◆ Data rows:
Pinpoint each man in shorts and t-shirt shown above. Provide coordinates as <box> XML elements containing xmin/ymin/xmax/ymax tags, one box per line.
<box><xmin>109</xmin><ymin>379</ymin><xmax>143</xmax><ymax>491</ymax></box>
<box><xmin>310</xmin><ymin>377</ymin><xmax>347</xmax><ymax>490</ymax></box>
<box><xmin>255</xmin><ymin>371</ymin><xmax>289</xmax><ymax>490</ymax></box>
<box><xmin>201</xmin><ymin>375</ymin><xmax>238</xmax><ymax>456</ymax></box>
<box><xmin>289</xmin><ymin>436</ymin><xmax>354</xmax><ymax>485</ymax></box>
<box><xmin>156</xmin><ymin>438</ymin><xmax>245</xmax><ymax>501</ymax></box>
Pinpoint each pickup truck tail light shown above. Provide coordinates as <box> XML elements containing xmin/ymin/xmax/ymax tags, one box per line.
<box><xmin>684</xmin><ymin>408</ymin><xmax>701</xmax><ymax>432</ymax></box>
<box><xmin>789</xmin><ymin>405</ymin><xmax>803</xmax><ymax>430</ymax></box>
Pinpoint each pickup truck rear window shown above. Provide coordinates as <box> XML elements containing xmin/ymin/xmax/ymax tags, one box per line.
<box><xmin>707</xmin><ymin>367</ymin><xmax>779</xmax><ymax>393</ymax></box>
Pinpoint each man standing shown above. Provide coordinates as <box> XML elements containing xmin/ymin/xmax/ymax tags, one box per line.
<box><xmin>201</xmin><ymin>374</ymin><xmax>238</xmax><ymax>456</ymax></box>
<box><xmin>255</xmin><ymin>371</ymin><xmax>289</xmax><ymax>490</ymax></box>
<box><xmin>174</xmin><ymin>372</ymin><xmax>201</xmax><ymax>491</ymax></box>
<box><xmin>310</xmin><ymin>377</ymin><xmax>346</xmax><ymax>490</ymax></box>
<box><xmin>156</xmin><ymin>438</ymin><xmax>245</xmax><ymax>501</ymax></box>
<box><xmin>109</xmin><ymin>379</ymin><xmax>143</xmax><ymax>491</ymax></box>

◆ What is expected: Return everything in the data from the line containing "Pinpoint each pickup truck tail" down to the end of the data, without any change.

◆ Reply:
Pinpoint each pickup truck tail light shown above. Provide coordinates as <box> XML elements containing xmin/ymin/xmax/ymax tags, one box per line.
<box><xmin>684</xmin><ymin>408</ymin><xmax>701</xmax><ymax>432</ymax></box>
<box><xmin>789</xmin><ymin>405</ymin><xmax>803</xmax><ymax>430</ymax></box>
Pinpoint each pickup truck rear window shown above. Provide coordinates as <box> XML elements containing xmin/ymin/xmax/ymax tags, one box per line.
<box><xmin>707</xmin><ymin>367</ymin><xmax>779</xmax><ymax>393</ymax></box>
Pinpoint each man standing shown above. Provide coordinates as <box> XML elements containing xmin/ymin/xmax/ymax tags, one box per line.
<box><xmin>201</xmin><ymin>374</ymin><xmax>238</xmax><ymax>456</ymax></box>
<box><xmin>255</xmin><ymin>371</ymin><xmax>289</xmax><ymax>490</ymax></box>
<box><xmin>174</xmin><ymin>372</ymin><xmax>201</xmax><ymax>491</ymax></box>
<box><xmin>310</xmin><ymin>377</ymin><xmax>346</xmax><ymax>490</ymax></box>
<box><xmin>156</xmin><ymin>438</ymin><xmax>245</xmax><ymax>501</ymax></box>
<box><xmin>109</xmin><ymin>379</ymin><xmax>143</xmax><ymax>491</ymax></box>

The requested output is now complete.